• **REQUIRED TASK**
Swap "Point out" for "Mark" everywhere it occurs in the entries below, and reproduce them with nothing else altered.

• **Object location annotation data**
%%

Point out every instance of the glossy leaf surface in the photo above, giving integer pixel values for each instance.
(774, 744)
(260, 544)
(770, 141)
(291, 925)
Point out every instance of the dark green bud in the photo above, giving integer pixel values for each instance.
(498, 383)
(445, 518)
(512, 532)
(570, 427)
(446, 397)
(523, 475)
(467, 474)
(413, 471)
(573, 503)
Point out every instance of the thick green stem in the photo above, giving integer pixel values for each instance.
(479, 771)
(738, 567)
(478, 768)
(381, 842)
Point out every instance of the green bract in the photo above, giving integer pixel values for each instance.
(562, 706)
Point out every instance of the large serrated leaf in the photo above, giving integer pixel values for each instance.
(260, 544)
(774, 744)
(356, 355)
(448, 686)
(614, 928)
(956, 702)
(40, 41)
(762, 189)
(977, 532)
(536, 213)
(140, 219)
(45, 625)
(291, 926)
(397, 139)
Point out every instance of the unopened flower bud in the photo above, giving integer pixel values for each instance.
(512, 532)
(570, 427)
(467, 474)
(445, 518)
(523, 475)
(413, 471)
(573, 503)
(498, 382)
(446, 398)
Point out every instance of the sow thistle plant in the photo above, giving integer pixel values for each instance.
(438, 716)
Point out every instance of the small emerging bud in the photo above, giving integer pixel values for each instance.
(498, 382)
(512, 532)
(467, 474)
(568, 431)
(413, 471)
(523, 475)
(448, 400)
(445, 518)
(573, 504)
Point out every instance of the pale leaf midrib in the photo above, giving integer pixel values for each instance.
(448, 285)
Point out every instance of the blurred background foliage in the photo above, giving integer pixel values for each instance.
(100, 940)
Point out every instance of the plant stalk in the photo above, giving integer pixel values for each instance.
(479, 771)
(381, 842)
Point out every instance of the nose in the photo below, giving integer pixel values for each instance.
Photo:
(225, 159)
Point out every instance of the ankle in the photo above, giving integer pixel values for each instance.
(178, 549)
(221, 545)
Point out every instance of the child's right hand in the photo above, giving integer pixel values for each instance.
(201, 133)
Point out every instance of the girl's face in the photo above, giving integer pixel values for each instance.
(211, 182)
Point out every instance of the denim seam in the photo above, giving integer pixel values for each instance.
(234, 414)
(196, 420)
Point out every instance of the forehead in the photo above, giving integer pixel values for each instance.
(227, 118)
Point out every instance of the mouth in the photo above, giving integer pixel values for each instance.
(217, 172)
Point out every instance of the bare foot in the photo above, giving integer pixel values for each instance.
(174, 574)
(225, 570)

%%

• **ANSWER TO THE PROBLEM**
Mark every instance of the glossy leaf surface in the photo above, giving integer pixel values for each instance.
(774, 744)
(260, 544)
(770, 141)
(291, 925)
Mark every instance of the dark green bud in the photo above, giving integer pixel values for each instance.
(498, 383)
(445, 518)
(512, 532)
(570, 427)
(446, 397)
(523, 475)
(467, 474)
(413, 471)
(573, 503)
Mark every instance of the thick green stem in the photo above, giving integer pixel values for each instance.
(479, 771)
(738, 567)
(478, 768)
(381, 842)
Mark every instance of the green bract in the photo above, giving integer pixel values for each instance.
(562, 706)
Mark every instance of the large serrated leaf in the photo above, giving integer pixel values for each instance.
(260, 544)
(774, 744)
(356, 355)
(448, 686)
(614, 928)
(956, 702)
(40, 41)
(762, 189)
(977, 532)
(536, 213)
(140, 219)
(45, 625)
(291, 926)
(397, 139)
Mark every instance of the unopened flower bud in the photo above, giving integer pixel values for each instance.
(512, 532)
(570, 427)
(467, 474)
(445, 518)
(523, 475)
(413, 471)
(573, 503)
(498, 382)
(446, 398)
Mark every instance of the sow thistle plant in the photo above, giving integer pixel values for each instance.
(438, 716)
Mark every instance of the small emerging bud in the photo above, giving integer pixel values for each instance.
(498, 382)
(512, 532)
(467, 474)
(568, 431)
(413, 471)
(523, 475)
(448, 400)
(445, 518)
(573, 504)
Mark every instance of the pale leaf midrib in the photo above, giving integer pixel values for each instance.
(448, 285)
Mark every instance of the blurred background foliage in the photo above, giving integer pixel values for each instance.
(100, 940)
Mark every instance of the plant stalk in the photo above, giving integer pixel values for each instance.
(479, 771)
(381, 842)
Mark every instance of the nose in the photo below, giving integer pixel values for each instance.
Photo:
(225, 159)
Mark every instance of the ankle in the photo above, giving integer pixel values for each instance.
(178, 549)
(221, 545)
Mark every instance of the child's right hand in the photo above, giving integer pixel values for each instance.
(201, 133)
Mark every instance of the girl's face in the photo above, giving integer pixel values for each instance.
(211, 182)
Mark every instance of the denim seam in the photo above, giving integer pixel values for each instance.
(234, 414)
(196, 420)
Mark every instance of the forehead in the photo above, giving integer pixel values for each instance.
(227, 118)
Mark every instance of the mouth in the photo above, giving integer pixel values for each instance.
(217, 172)
Mark every instance of the bare foot in the photo above, giving integer pixel values for each instance.
(174, 574)
(225, 570)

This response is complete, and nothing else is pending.